DIRECTIVE 1 -
In the pizza dough thread, how long should the dough be kneaded if no bread machine is used?

EXTRACTED TEXT -
■ ■ ■ ■ ■ ■ ■
# My Wife's Pizza Dough Recipe For Ya



## les3176

I was asked by a few members for our pizza dough recipe.She made it in her bread machine,but said you don't have to do it that way.

                                             PIZZA DOUGH RECIPE..  MAKES 1 LARGE CRUST

           3 TSP. ACTIVE DRY YEAST

           2 TBL.SUGAR

           3 CUP ALL PURPOSE FLOUR

           1 TSP. TABLE SALT

           2 TSP. OLIVE OIL

           1 CUP WARM WATER

IF USING BREAD MACHINE:    

           PUT ALL INGREDIENTS IN BREAD MACHINE.USE DOUGH CYCLE 

           AFTER DOUGH CYCLE IS FINISHED  REMOVE DOUGH  AND PUNCH IT ONCE TO REMOVE AIR

           PLACE IN GREASED BOWL AND COVER WITH TOWEL

           LET RISE FOR 30-40 MIN. THEN USE.

NON BREAD MACHINE:

            MIX ALL INGREDIENTS IN BOWL TURN DOUGH ON LIGHTLY FLOURED SURFACE

            KNEAD FOR 6-8 MINS. UNTILL SMOOTH

            PLACE IN GREASED BOWL AND COVER WITH TOWEL

            LET RISE UNTILL THE DOUGH DOUBLES IN SIZE...ABOUT A HOUR

            PUNCH ONCE TO RELEASE AIR

            PLACE DOUGH BACK IN GREASED BOWL 30-40 MIN

            THEN USE

make your pizza and bake at 425 for 20 mins. or untill golden brown and the bottom is crunchy!!!

 There ya go guy's my wife makes this dough all the time when we make pizza or calzones.I hace even done a pizza in the smoker with it,but you have to run your temps pretty high.The last one i did my temps were about 325 in my charcoal smoker.If you have any questions you can pm me or respond to this link.Thanks for looking---LES


----------



## bmudd14474

Thanks for the recipe


----------



## beer-b-q

Thanks Les I got it copied...


----------



## shoneyboy

Thanks Les, I will try this next time I make pizza.....


----------



## smoke 2 geaux

Awesom man, thanks.  I have been wanting to try homemade pizza dough ever since I saw Flay cook some on the Weber.


----------



## mballi3011

Thanks there Les. I'd like to make my own pizza dough. It's hard to pass up the dough that I get from Publix (big food store chain) for only a couple bucks. I really do like making as much of our food from scatch. To me it just taste better when it's made with my hands. Then I can make it as spicey as I want to.


----------



## les3176

Your all welcome. yeah mballi your right about making it your self it does taste better, you could add some seasonings to the dough for more flavor.We tried some red pepper flake and garlic one time and it was awesome!!! Ya just have to add a little more water when you add extra items..not much maybe a teaspoon..


----------



## michael ark

Thanks for the recipe.


----------



## SmokinAl

Thanks Les!


----------



## jrod62

Thanks. Will have to try this next time


----------



## wrwoelfel

Can you freeze this dough?


----------



## wrwoelfel

Can you freeze this dough?


----------
■ ■ ■ ■ ■ ■ ■
TASK DATA -

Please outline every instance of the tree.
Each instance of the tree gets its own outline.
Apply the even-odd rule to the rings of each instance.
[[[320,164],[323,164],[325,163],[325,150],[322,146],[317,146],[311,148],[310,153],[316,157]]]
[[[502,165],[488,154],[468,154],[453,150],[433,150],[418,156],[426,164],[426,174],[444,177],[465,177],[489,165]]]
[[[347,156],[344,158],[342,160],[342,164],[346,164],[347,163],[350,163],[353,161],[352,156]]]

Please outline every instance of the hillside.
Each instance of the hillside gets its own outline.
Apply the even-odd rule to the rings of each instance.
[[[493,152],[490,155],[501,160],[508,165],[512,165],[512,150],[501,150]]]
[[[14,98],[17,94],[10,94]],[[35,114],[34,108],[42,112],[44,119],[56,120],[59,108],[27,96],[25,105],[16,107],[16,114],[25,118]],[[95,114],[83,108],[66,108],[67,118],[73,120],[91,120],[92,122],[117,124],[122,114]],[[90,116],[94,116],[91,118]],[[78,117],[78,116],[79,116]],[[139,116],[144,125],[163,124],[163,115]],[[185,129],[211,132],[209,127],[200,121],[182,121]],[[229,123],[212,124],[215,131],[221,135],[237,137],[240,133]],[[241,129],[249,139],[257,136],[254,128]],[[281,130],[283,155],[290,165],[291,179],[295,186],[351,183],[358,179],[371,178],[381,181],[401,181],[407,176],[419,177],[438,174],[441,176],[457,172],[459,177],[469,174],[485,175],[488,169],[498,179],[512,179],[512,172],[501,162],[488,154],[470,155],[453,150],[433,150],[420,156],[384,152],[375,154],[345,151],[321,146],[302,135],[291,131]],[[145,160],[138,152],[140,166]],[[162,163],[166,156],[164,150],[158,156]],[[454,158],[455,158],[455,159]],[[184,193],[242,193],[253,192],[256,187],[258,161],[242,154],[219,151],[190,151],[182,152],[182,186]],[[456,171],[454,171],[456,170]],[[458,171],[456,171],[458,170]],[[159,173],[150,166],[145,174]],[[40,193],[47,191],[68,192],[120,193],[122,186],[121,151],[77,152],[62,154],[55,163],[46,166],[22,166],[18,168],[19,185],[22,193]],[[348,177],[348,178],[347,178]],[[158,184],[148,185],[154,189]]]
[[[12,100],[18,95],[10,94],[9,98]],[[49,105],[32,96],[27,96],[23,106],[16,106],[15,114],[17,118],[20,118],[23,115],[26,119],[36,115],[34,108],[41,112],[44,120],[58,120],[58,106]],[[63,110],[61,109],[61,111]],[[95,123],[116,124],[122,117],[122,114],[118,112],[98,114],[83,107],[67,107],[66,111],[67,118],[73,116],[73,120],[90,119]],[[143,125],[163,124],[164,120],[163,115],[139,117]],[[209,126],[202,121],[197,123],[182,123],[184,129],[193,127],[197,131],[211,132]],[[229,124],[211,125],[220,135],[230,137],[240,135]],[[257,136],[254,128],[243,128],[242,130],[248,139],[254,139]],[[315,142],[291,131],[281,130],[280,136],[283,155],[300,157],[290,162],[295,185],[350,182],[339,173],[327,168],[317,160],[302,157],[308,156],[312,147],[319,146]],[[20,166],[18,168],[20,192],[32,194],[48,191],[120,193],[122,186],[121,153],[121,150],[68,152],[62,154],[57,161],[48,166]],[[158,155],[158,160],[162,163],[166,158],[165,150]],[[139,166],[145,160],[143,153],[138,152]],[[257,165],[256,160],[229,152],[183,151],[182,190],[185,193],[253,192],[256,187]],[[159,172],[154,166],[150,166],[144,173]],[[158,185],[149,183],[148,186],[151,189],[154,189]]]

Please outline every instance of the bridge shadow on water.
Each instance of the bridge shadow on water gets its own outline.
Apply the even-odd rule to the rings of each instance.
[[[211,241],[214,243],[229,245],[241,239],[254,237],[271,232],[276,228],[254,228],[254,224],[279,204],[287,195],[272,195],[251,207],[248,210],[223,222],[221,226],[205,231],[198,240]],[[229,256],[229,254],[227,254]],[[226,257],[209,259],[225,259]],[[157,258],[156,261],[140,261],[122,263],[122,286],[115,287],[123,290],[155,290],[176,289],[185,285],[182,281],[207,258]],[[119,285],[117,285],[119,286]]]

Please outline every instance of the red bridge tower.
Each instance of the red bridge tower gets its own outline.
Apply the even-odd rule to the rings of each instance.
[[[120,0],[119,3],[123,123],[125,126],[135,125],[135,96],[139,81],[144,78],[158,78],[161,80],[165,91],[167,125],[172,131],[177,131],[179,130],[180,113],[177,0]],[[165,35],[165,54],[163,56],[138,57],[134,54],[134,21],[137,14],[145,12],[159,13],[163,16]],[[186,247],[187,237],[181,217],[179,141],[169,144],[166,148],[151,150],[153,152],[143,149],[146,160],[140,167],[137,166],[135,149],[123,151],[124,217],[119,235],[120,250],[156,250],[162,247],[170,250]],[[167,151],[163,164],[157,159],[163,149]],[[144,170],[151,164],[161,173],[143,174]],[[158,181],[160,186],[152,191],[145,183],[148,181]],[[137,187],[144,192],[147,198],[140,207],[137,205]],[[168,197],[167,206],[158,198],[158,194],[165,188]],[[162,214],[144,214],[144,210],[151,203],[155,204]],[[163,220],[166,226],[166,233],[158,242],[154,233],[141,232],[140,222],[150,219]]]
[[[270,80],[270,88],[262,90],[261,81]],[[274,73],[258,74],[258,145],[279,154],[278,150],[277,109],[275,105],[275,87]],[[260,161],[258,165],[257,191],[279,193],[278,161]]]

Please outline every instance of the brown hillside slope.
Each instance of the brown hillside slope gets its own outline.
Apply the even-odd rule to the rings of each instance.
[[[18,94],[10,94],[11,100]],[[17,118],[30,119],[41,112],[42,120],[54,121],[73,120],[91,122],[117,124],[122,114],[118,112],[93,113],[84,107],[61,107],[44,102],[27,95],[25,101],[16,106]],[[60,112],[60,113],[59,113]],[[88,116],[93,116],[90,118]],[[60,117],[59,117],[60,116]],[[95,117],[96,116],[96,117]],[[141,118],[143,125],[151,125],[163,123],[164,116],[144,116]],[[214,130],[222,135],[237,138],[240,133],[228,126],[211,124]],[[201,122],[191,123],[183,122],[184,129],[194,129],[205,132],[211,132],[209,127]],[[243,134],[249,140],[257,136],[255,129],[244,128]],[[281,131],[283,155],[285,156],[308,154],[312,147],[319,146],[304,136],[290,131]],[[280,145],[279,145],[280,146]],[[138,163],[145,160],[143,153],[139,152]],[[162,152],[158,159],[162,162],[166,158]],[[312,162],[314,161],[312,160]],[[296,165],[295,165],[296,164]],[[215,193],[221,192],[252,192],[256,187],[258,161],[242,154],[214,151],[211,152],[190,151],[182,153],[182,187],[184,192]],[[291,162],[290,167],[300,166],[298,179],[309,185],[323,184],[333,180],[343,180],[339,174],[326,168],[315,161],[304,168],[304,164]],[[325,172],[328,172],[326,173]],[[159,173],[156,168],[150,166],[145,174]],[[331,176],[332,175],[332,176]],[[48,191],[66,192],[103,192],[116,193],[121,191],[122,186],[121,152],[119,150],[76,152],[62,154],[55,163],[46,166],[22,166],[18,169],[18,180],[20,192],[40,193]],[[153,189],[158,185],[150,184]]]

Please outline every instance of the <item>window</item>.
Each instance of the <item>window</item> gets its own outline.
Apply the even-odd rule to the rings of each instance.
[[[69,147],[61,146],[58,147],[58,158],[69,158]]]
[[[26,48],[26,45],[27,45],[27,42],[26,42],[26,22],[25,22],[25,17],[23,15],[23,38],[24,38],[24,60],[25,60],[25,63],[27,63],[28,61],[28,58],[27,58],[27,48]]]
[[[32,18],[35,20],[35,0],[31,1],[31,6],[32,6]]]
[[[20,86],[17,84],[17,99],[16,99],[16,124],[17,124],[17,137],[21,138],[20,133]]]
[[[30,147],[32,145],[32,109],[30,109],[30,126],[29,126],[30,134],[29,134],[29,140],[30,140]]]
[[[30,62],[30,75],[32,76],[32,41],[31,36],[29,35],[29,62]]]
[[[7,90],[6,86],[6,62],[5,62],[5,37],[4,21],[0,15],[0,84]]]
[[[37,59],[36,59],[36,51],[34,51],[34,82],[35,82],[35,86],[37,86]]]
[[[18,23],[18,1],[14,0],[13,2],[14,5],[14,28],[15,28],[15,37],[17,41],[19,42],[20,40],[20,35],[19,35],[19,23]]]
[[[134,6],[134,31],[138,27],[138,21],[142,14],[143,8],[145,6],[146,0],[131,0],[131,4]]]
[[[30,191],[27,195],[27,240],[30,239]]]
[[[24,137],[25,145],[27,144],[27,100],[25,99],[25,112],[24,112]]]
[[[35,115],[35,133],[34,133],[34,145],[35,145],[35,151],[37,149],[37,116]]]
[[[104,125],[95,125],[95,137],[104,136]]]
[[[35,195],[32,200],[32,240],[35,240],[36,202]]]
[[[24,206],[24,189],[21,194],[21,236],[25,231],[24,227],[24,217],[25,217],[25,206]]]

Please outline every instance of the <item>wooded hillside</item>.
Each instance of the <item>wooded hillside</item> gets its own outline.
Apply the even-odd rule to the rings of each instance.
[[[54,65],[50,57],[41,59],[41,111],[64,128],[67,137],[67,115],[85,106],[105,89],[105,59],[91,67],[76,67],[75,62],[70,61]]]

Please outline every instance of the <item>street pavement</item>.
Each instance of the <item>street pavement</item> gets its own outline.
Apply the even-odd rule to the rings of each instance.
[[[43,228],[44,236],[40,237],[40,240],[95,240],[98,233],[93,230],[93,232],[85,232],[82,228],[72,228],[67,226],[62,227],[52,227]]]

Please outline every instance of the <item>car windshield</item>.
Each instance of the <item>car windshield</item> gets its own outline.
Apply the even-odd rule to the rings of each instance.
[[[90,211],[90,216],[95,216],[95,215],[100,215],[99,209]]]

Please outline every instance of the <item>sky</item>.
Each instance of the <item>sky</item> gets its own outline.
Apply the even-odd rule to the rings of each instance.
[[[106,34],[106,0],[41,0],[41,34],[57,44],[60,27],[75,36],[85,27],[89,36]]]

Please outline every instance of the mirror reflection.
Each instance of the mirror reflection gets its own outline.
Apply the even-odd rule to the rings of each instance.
■ ■ ■ ■ ■ ■ ■
DIRECTIVE 2 -
Give the lines of the listing as a numbered list, starting at the line that contains "Please outline every instance of the <item>car" and ending at the last line of the listing, with blank lines left out.

COMPLETE ANSWER 1 -
6-8 minutes, until smooth.

COMPLETE ANSWER 2 -
1. Please outline every instance of the <item>car windshield</item>.
2. Each instance of the <item>car windshield</item> gets its own outline.
3. Apply the even-odd rule to the rings of each instance.
4. [[[90,211],[90,216],[95,216],[95,215],[100,215],[99,209]]]
5. Please outline every instance of the <item>sky</item>.
6. Each instance of the <item>sky</item> gets its own outline.
7. Apply the even-odd rule to the rings of each instance.
8. [[[106,34],[106,0],[41,0],[41,34],[57,44],[60,27],[75,36],[85,27],[89,36]]]
9. Please outline every instance of the mirror reflection.
10. Each instance of the mirror reflection gets its own outline.
11. Apply the even-odd rule to the rings of each instance.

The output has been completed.